RECORD EXTRACTS:
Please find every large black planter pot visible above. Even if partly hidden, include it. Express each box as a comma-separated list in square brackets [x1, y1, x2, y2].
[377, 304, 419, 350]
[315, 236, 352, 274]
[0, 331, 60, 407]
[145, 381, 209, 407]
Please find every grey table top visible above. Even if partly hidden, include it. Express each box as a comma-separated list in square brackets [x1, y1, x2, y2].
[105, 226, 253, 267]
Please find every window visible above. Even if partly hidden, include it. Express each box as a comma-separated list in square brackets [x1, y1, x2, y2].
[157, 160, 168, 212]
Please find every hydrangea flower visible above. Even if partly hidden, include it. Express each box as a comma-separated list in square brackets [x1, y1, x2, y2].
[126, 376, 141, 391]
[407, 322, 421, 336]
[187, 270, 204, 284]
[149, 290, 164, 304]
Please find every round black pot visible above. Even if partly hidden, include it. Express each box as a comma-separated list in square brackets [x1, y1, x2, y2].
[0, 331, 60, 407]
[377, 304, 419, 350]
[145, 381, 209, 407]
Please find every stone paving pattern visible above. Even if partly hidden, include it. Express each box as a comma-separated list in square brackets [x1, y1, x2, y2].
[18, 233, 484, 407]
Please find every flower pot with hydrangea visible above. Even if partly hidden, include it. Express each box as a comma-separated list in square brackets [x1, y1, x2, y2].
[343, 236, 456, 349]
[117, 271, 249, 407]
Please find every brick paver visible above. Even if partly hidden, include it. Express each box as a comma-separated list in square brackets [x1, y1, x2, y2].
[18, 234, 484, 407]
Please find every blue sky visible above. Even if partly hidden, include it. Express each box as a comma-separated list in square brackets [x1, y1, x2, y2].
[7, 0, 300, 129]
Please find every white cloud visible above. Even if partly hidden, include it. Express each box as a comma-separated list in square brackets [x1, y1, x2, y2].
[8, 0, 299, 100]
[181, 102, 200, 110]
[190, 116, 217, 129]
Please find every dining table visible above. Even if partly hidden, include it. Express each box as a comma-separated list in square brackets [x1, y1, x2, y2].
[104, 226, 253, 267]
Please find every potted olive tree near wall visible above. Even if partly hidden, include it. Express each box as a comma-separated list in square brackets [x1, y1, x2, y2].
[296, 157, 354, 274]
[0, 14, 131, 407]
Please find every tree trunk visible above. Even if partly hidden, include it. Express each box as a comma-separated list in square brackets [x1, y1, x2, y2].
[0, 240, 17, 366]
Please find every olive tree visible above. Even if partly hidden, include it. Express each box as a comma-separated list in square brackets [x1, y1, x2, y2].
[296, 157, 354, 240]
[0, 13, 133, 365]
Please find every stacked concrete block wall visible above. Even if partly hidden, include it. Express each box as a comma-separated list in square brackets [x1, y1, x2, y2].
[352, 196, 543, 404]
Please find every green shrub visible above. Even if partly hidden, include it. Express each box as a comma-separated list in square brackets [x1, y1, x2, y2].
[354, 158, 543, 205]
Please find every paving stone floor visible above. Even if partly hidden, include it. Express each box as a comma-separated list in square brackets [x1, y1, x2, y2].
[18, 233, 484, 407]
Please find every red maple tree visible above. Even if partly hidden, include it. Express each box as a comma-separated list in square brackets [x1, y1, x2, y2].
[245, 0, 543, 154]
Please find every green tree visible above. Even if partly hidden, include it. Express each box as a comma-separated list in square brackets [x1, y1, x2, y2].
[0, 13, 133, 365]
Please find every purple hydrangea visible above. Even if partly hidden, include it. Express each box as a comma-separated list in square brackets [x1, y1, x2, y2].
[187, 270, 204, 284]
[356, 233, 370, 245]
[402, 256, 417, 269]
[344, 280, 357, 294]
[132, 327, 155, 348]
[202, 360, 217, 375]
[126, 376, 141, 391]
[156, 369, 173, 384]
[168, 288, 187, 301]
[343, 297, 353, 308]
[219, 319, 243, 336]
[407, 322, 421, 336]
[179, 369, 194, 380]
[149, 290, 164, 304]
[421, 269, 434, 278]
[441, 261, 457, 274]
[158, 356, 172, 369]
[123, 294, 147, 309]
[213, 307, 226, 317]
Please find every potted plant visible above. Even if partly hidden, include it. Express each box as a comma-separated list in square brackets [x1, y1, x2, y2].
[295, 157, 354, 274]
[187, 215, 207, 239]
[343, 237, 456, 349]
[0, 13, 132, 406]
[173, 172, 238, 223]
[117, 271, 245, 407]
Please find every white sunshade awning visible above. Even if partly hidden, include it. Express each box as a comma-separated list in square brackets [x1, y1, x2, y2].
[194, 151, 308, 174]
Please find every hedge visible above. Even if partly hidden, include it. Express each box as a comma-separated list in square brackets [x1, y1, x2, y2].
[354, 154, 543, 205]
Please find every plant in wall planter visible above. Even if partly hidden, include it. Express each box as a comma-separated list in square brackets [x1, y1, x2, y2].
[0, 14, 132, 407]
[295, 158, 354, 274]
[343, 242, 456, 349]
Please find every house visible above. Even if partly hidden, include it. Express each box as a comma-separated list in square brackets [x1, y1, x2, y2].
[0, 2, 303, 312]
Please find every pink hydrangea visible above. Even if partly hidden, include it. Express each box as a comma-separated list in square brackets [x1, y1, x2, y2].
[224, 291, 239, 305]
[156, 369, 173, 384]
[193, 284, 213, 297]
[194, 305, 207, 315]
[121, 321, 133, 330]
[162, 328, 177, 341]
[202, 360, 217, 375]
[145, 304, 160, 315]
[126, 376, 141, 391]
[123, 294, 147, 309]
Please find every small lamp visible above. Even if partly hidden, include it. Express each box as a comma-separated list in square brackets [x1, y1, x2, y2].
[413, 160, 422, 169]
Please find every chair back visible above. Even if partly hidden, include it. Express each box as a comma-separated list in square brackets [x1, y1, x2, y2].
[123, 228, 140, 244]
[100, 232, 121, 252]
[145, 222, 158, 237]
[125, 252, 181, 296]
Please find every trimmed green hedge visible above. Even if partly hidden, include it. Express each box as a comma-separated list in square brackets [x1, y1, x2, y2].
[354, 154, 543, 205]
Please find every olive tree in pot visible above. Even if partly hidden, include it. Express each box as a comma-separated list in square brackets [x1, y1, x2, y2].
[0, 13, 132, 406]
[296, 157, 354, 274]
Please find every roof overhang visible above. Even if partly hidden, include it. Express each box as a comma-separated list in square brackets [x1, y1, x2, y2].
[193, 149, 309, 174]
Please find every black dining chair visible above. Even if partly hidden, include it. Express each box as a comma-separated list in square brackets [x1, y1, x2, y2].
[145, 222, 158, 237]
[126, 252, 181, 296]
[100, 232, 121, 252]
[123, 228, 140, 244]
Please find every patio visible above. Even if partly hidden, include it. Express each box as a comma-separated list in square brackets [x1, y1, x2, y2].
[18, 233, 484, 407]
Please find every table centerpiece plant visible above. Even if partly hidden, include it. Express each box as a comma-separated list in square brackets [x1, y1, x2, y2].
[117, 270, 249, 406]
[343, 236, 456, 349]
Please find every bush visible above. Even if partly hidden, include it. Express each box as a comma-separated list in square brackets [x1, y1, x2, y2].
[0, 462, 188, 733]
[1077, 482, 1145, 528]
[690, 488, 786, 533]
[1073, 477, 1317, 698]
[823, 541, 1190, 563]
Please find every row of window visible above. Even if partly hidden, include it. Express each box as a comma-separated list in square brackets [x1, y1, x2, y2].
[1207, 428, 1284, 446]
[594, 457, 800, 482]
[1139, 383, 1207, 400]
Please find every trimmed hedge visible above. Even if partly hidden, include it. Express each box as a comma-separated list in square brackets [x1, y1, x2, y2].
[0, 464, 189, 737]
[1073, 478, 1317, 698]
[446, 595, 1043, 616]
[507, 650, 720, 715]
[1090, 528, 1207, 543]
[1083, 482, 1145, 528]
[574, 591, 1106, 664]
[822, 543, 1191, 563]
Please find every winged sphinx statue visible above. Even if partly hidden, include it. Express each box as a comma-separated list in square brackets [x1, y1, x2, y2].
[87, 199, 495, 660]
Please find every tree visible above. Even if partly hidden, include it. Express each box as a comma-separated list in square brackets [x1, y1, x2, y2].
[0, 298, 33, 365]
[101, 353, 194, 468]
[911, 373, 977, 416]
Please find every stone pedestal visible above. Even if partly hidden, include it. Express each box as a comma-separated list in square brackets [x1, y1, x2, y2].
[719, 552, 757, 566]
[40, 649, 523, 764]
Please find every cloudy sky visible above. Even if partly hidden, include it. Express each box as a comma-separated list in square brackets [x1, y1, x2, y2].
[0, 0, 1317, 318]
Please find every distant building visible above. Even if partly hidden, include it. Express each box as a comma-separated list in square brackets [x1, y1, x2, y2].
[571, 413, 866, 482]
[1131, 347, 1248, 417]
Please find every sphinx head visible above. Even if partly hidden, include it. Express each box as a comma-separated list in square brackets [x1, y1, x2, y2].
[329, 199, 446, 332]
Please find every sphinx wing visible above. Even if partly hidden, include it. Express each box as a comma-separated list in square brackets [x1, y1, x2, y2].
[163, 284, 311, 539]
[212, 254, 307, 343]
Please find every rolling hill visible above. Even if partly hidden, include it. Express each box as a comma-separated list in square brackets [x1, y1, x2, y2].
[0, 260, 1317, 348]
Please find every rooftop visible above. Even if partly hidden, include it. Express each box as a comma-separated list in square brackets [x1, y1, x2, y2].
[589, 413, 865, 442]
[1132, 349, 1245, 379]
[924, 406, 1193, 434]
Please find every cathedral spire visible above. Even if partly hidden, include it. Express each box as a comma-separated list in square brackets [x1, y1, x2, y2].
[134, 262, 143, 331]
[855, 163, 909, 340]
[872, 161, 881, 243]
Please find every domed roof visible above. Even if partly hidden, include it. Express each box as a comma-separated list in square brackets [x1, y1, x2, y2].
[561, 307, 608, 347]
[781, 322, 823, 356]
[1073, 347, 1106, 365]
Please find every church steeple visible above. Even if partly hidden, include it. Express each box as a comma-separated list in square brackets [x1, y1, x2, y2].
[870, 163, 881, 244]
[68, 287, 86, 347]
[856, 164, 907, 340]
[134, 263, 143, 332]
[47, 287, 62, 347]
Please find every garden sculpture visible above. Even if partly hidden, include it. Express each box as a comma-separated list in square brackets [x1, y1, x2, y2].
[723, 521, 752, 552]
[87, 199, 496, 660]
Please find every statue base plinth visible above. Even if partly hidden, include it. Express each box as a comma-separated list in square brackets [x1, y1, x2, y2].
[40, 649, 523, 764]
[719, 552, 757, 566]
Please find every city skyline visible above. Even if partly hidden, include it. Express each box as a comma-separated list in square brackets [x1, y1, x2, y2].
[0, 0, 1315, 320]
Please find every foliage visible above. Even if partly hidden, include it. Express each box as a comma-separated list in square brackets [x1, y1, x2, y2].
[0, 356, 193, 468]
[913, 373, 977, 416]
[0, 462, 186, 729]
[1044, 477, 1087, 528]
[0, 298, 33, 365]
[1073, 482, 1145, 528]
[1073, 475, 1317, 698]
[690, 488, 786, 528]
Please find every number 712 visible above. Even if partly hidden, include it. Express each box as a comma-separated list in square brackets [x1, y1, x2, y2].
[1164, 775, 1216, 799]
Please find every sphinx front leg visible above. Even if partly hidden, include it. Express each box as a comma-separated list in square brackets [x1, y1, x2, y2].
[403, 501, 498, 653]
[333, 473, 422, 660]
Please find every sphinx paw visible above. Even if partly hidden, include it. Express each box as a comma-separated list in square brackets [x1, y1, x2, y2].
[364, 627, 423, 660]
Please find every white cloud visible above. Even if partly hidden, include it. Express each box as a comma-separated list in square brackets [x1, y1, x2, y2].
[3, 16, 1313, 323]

REQUIREMENT:
Recast the material from the line with "Please find every roof overhang" to the line with "[193, 149, 309, 174]", both included, as a two-column CSV with the header text,answer. Give one row for each text paired with its answer, put every field in double quotes, and turn any line breaks into spaces.

FINISHED EXERCISE:
text,answer
"Please find every roof overhang visible above. Even if partly hidden, include it. Express each box as a comma-separated list in square brackets [x1, y1, x2, y2].","[193, 149, 309, 174]"